▸ **Aim of the exercise**
Render each line of the entries below as a JSON list of strings, one string per line, leaving out blank lines.
** START **
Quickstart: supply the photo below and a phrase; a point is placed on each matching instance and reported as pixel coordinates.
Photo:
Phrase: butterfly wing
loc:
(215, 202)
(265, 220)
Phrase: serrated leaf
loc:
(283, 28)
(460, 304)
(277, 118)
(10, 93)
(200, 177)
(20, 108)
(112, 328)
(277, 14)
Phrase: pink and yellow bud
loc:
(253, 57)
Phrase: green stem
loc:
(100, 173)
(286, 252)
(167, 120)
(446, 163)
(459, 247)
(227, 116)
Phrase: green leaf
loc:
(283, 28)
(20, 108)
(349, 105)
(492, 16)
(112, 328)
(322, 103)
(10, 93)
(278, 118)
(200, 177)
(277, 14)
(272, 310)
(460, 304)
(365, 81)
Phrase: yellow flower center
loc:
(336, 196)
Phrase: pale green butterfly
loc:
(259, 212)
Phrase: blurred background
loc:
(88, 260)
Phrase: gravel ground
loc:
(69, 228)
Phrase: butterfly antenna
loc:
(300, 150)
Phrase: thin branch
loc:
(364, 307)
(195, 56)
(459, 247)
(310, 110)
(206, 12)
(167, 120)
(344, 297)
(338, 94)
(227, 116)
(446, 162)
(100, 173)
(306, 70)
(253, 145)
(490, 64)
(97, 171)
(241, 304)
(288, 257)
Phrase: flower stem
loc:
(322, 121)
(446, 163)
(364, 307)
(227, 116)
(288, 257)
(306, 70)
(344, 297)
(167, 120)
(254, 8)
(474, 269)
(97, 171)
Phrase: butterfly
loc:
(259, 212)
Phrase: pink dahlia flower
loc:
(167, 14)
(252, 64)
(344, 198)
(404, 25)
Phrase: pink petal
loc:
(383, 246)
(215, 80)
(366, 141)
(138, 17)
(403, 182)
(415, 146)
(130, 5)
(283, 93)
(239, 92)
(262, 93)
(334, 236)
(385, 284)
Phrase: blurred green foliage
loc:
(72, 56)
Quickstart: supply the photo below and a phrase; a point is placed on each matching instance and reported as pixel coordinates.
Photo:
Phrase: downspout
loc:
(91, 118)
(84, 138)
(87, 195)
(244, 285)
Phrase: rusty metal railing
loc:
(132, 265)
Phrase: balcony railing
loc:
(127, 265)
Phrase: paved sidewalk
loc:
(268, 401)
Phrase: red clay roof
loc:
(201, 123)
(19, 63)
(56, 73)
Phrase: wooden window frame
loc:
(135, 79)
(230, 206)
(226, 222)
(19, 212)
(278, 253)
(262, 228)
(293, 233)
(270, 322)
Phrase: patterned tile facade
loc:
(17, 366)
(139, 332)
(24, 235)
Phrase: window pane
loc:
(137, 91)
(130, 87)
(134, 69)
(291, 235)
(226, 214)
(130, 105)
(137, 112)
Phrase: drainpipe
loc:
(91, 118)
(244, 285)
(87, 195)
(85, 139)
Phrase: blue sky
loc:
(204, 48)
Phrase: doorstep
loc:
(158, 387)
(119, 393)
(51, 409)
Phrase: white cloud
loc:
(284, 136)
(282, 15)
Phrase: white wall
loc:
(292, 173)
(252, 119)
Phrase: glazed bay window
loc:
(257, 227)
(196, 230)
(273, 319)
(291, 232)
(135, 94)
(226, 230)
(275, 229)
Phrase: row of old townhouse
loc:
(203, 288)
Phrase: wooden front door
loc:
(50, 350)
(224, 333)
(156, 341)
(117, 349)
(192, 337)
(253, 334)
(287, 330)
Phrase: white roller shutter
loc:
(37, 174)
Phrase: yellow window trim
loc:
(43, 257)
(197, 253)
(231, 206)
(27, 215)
** END **
▸ **Answer for the task**
[
  "Quickstart: supply the photo below and a phrase; a point is placed on each matching instance and reported as pixel coordinates.",
  "Photo:",
  "Phrase: butterfly wing",
  "loc:",
  "(215, 202)",
  "(265, 220)",
  "Phrase: serrated leaf",
  "loc:",
  "(283, 28)",
  "(460, 304)",
  "(277, 118)",
  "(10, 93)",
  "(200, 177)",
  "(20, 108)",
  "(112, 328)",
  "(277, 14)",
  "Phrase: pink and yellow bud",
  "loc:",
  "(253, 57)",
  "Phrase: green stem",
  "loc:",
  "(100, 173)",
  "(286, 252)",
  "(167, 120)",
  "(446, 163)",
  "(459, 247)",
  "(227, 116)",
  "Phrase: green leaf",
  "loc:",
  "(283, 28)",
  "(20, 108)",
  "(349, 105)",
  "(492, 16)",
  "(112, 328)",
  "(322, 103)",
  "(10, 93)",
  "(278, 118)",
  "(200, 177)",
  "(277, 14)",
  "(272, 310)",
  "(460, 304)",
  "(365, 81)",
  "Phrase: yellow flower center",
  "loc:",
  "(336, 196)",
  "Phrase: pale green butterfly",
  "loc:",
  "(259, 212)",
  "Phrase: blurred background",
  "loc:",
  "(88, 260)",
  "Phrase: gravel ground",
  "loc:",
  "(69, 228)",
  "Phrase: butterfly antenna",
  "loc:",
  "(300, 150)",
  "Phrase: thin branch",
  "loc:",
  "(364, 307)",
  "(195, 56)",
  "(459, 247)",
  "(310, 110)",
  "(206, 12)",
  "(167, 120)",
  "(344, 297)",
  "(338, 94)",
  "(227, 116)",
  "(446, 162)",
  "(100, 173)",
  "(306, 70)",
  "(253, 145)",
  "(490, 64)",
  "(97, 171)",
  "(241, 304)",
  "(288, 257)",
  "Phrase: flower stem",
  "loc:",
  "(322, 121)",
  "(446, 163)",
  "(364, 307)",
  "(227, 116)",
  "(288, 257)",
  "(306, 70)",
  "(344, 297)",
  "(167, 120)",
  "(254, 8)",
  "(474, 269)",
  "(97, 171)",
  "Phrase: butterfly",
  "loc:",
  "(259, 212)",
  "Phrase: pink dahlia flower",
  "loc:",
  "(167, 14)",
  "(252, 64)",
  "(344, 198)",
  "(404, 25)",
  "Phrase: pink petal",
  "loc:",
  "(383, 246)",
  "(215, 80)",
  "(366, 141)",
  "(138, 17)",
  "(403, 182)",
  "(415, 146)",
  "(130, 5)",
  "(283, 93)",
  "(239, 92)",
  "(262, 93)",
  "(334, 236)",
  "(385, 284)",
  "Phrase: blurred green foliage",
  "loc:",
  "(72, 56)",
  "Quickstart: supply the photo below and a phrase; a point is placed on each matching instance and reported as pixel coordinates.",
  "Photo:",
  "Phrase: downspout",
  "loc:",
  "(91, 118)",
  "(84, 138)",
  "(87, 195)",
  "(244, 285)",
  "Phrase: rusty metal railing",
  "loc:",
  "(132, 265)",
  "Phrase: balcony railing",
  "loc:",
  "(127, 265)",
  "Phrase: paved sidewalk",
  "loc:",
  "(268, 401)",
  "Phrase: red clay roof",
  "loc:",
  "(201, 123)",
  "(19, 63)",
  "(56, 73)",
  "Phrase: wooden window frame",
  "loc:",
  "(135, 79)",
  "(230, 206)",
  "(226, 222)",
  "(19, 212)",
  "(278, 253)",
  "(262, 228)",
  "(293, 233)",
  "(270, 322)",
  "Phrase: patterned tile facade",
  "loc:",
  "(17, 366)",
  "(139, 332)",
  "(24, 235)",
  "Phrase: window pane",
  "loc:",
  "(137, 91)",
  "(130, 87)",
  "(134, 69)",
  "(291, 235)",
  "(226, 214)",
  "(130, 105)",
  "(137, 112)",
  "Phrase: drainpipe",
  "loc:",
  "(91, 118)",
  "(244, 285)",
  "(87, 195)",
  "(85, 139)",
  "Phrase: blue sky",
  "loc:",
  "(204, 48)",
  "Phrase: doorstep",
  "loc:",
  "(158, 387)",
  "(119, 393)",
  "(51, 409)",
  "Phrase: white cloud",
  "loc:",
  "(284, 136)",
  "(282, 15)",
  "Phrase: white wall",
  "loc:",
  "(292, 173)",
  "(252, 119)",
  "Phrase: glazed bay window",
  "loc:",
  "(257, 227)",
  "(196, 230)",
  "(273, 319)",
  "(291, 232)",
  "(135, 94)",
  "(226, 230)",
  "(275, 229)",
  "Phrase: row of old townhouse",
  "loc:",
  "(203, 288)",
  "Phrase: wooden front door",
  "loc:",
  "(50, 350)",
  "(224, 333)",
  "(156, 341)",
  "(117, 349)",
  "(192, 337)",
  "(253, 334)",
  "(287, 330)",
  "Phrase: white roller shutter",
  "loc:",
  "(37, 174)",
  "Phrase: yellow window trim",
  "loc:",
  "(43, 257)",
  "(197, 253)",
  "(231, 206)",
  "(27, 215)"
]